Information given »
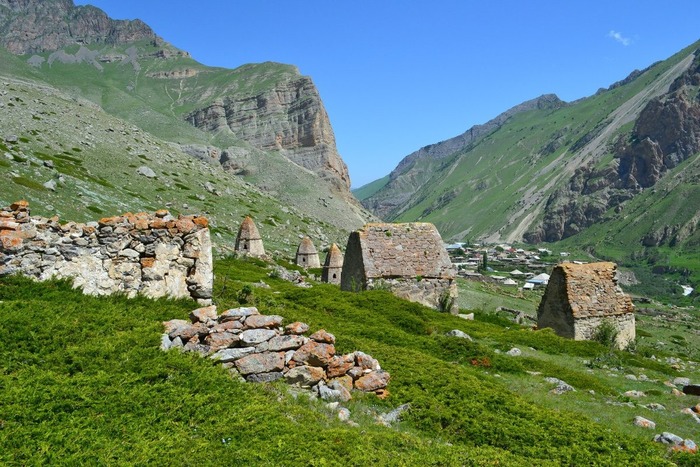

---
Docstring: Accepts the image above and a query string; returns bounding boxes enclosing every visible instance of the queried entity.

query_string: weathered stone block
[284,365,326,388]
[240,329,277,345]
[292,341,335,366]
[355,370,390,392]
[244,315,284,328]
[210,347,255,363]
[236,352,284,376]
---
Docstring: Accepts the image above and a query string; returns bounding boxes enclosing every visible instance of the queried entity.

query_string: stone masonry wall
[0,201,214,305]
[574,313,636,349]
[161,306,390,401]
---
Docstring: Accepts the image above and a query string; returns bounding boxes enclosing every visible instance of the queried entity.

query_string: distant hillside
[362,43,700,294]
[0,0,370,241]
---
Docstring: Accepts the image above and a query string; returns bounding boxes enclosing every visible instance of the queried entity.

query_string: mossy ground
[0,259,699,465]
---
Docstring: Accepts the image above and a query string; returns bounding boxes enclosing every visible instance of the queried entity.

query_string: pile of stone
[0,201,214,305]
[161,306,389,401]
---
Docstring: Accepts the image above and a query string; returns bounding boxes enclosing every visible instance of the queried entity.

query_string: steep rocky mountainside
[187,76,350,192]
[362,43,700,251]
[0,0,371,236]
[0,77,347,258]
[0,0,160,55]
[361,94,565,219]
[525,52,700,246]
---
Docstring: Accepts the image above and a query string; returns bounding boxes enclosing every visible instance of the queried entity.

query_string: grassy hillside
[0,42,364,236]
[0,260,700,465]
[352,175,389,201]
[0,68,347,256]
[392,39,697,240]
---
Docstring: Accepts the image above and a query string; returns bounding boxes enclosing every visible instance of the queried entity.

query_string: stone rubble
[0,201,214,305]
[161,305,390,402]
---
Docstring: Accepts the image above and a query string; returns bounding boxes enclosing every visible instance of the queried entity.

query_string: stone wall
[0,201,213,304]
[161,306,389,401]
[537,262,635,348]
[340,222,457,313]
[574,313,636,349]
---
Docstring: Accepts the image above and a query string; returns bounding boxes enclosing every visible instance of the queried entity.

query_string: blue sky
[76,0,700,187]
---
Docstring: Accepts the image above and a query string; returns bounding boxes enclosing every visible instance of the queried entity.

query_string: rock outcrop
[0,201,214,304]
[186,73,350,192]
[362,94,566,220]
[0,0,162,55]
[161,306,389,401]
[524,53,700,246]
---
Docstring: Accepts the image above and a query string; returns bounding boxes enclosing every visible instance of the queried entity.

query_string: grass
[0,259,698,465]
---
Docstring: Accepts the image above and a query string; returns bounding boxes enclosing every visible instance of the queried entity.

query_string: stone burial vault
[340,223,457,313]
[537,262,635,348]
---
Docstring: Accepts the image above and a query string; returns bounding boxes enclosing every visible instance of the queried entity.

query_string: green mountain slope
[0,0,369,239]
[0,260,698,466]
[0,73,347,255]
[363,43,700,294]
[352,175,389,201]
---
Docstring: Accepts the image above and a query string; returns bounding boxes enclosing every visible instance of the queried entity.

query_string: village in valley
[445,243,560,290]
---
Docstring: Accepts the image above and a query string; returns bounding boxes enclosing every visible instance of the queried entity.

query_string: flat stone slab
[236,352,284,376]
[210,347,255,363]
[240,329,277,345]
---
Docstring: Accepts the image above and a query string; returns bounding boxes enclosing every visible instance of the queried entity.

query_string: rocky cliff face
[362,94,566,220]
[0,0,160,55]
[187,76,350,192]
[525,52,700,246]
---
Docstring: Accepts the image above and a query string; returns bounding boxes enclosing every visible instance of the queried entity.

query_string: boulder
[236,352,284,376]
[245,371,284,383]
[326,354,355,378]
[634,416,656,430]
[353,351,381,370]
[284,365,326,388]
[244,315,284,329]
[267,336,306,352]
[204,331,241,352]
[209,347,255,363]
[292,341,335,366]
[309,329,335,344]
[506,347,523,357]
[240,329,277,345]
[219,306,260,323]
[190,305,216,323]
[355,370,390,392]
[445,329,473,341]
[284,321,309,335]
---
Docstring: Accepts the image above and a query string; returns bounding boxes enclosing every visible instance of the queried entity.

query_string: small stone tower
[296,237,321,269]
[235,216,265,258]
[321,243,343,284]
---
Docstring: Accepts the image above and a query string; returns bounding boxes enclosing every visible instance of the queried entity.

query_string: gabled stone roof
[238,216,261,240]
[549,262,634,318]
[346,222,455,279]
[323,243,343,268]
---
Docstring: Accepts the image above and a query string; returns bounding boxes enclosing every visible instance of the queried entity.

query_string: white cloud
[608,31,632,46]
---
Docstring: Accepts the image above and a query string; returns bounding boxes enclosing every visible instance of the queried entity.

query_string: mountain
[355,94,565,219]
[359,43,700,288]
[0,0,371,249]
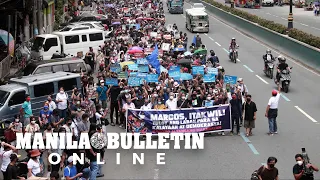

Short problem »
Render every line of the material above as a JSON list of strings, one string per line, with blank lines and the pictures left out.

Response below »
[
  "---",
  "Docstring: Accepts the image above and a query string; returns bounding boxes enclosing every visible instance of the queried entity.",
  "query_string: weathered stone block",
  "[284,365,326,388]",
  "[240,329,277,345]",
  "[292,341,335,366]",
  "[355,370,390,392]",
  "[244,315,284,328]",
  "[210,347,255,363]",
  "[236,352,284,376]",
  "---",
  "Docstring: Accepts the image above and a query string; returns bounding boxes enclosing every visible instance of the queried entity.",
  "query_string: stone masonry wall",
  "[0,201,214,305]",
  "[574,313,636,349]",
  "[161,306,390,401]",
  "---",
  "Docstring: Accepts the image above and a query string; returns bounding boxes enclosing every visible instance of the queried entity.",
  "query_string: distant hillside",
  "[362,43,700,294]",
  "[0,0,370,241]",
  "---",
  "Docstring: Accepts the image above and a query string; returns bounding boxes enclosing every visible instance of the queried entity.",
  "query_string: mossy ground",
  "[0,259,699,465]",
  "---",
  "Docstring: Accepts the image above and a query string; returns bounding boxes enclosing every visible instance of the queried entity.",
  "query_string: pile of stone",
  "[0,201,214,305]",
  "[161,306,389,401]",
  "---",
  "Docstring: Accepts the image above and a query string; returns bounding boxes enclosing every visible instance of the queried entity.",
  "query_string: steep rocky mountainside",
  "[187,76,350,192]",
  "[362,43,700,251]",
  "[0,0,371,236]",
  "[0,77,347,258]",
  "[0,0,160,55]",
  "[361,94,565,219]",
  "[525,52,700,246]",
  "---",
  "Docstring: Accepts the image above and a query string; returns bounding boxes enclosing every visible instance of the queried entity.",
  "query_string: grassy hillside",
  "[0,42,364,236]",
  "[0,260,700,465]",
  "[352,175,389,201]",
  "[0,68,347,256]",
  "[392,39,697,240]",
  "---",
  "Docstring: Accepts the image above and a query string; returns bounding boxes enclosing every visible instance of the queried entity.",
  "query_string: stone rubble",
  "[0,201,214,305]",
  "[161,305,390,402]",
  "---",
  "Docstring: Accepts the image above and a query string; returns bounding boxes enclosing every visible instance of the queried entity.",
  "query_string: stone wall",
  "[0,201,213,304]",
  "[161,306,389,401]",
  "[537,262,635,348]",
  "[340,222,457,313]",
  "[574,313,636,349]",
  "---",
  "Docstring: Accepts the image above and a query string; returns bounding boxes enclosing every visible instance of the queried entity.",
  "query_string: blue sky",
  "[76,0,700,187]",
  "---",
  "Docstring: Accepts the image above and a query string; returns bounding boxes enclosing every visible instance of the queried entity.",
  "query_string: rock outcrop",
  "[0,201,214,304]",
  "[186,73,350,192]",
  "[362,94,566,220]",
  "[0,0,162,55]",
  "[161,306,389,401]",
  "[524,53,700,246]",
  "---",
  "Docstring: Accepts the image above and a query string; returns bounding boxes enclosing every visible instance of the queried entity.",
  "query_string: grass",
  "[0,259,698,465]",
  "---",
  "Docstring: Accepts the image above and a query string; returns bounding boxes enclosing every visible instance of the queried entity.",
  "query_string: stone burial vault",
  "[340,223,457,313]",
  "[537,262,635,348]",
  "---",
  "Docstring: Accepts the image above and a query string; returns bounding boxes enclosing every visible instance of the queried entity.",
  "query_string: green mountain slope",
  "[0,0,369,239]",
  "[0,260,698,466]",
  "[0,73,347,255]",
  "[363,43,700,294]",
  "[352,175,389,201]",
  "---",
  "Docstring: Accepts the image above and a query string; returns bounding boxes enclosing every visible instance of the queried entity.",
  "query_string: village in valley",
  "[445,243,560,290]",
  "---",
  "Docstring: Accepts the image above and a query string; returns bounding boxes enclosing every visible instance of the queried entity.",
  "query_string: flat stone slab",
  "[236,352,284,376]",
  "[210,347,255,363]",
  "[240,329,277,345]",
  "---",
  "Docstring: Accepts the image above and a query string; returns bounding boxes enclosing every visible instance of the queried entity.",
  "query_string: rocky cliff face",
  "[362,94,566,220]",
  "[0,0,160,55]",
  "[187,76,350,192]",
  "[525,52,700,246]",
  "---",
  "Docstring: Accepts the image above and a query string; returns bounding boxes enclosing every visible instance of the queried entity.",
  "query_string: boulder",
  "[236,352,284,376]",
  "[245,371,284,383]",
  "[326,354,355,378]",
  "[634,416,656,430]",
  "[353,351,381,370]",
  "[284,365,326,388]",
  "[244,315,284,329]",
  "[267,336,306,352]",
  "[204,331,241,352]",
  "[209,347,255,363]",
  "[292,341,335,366]",
  "[309,329,335,344]",
  "[506,347,523,357]",
  "[240,329,277,345]",
  "[219,306,260,323]",
  "[190,305,216,323]",
  "[355,370,390,392]",
  "[445,329,473,341]",
  "[284,321,309,335]",
  "---",
  "Docstring: Accepts the image above and a query string; returns bounding boxes enclosing every visible instance of the queried entity.",
  "query_string: small stone tower",
  "[296,237,321,269]",
  "[235,216,265,258]",
  "[321,243,343,284]",
  "---",
  "Docstring: Accepts the image above and a query string; returns bounding boxes enclosing every visible instance of the queried entity.",
  "query_string: gabled stone roof",
  "[238,216,261,240]",
  "[549,262,634,318]",
  "[346,222,455,279]",
  "[323,243,343,268]",
  "---",
  "Docstring: Accepts the image above and a query string; returns bounding boxes enclosing every visible instance of the queried entity.",
  "query_string: white cloud",
  "[608,31,632,46]",
  "---",
  "Docstring: Accepts the image above and a query string; returns bounding boxes enclosing every visible instance of the queried entity.",
  "query_string: mountain",
  "[355,94,565,219]",
  "[359,43,700,288]",
  "[0,0,371,249]"
]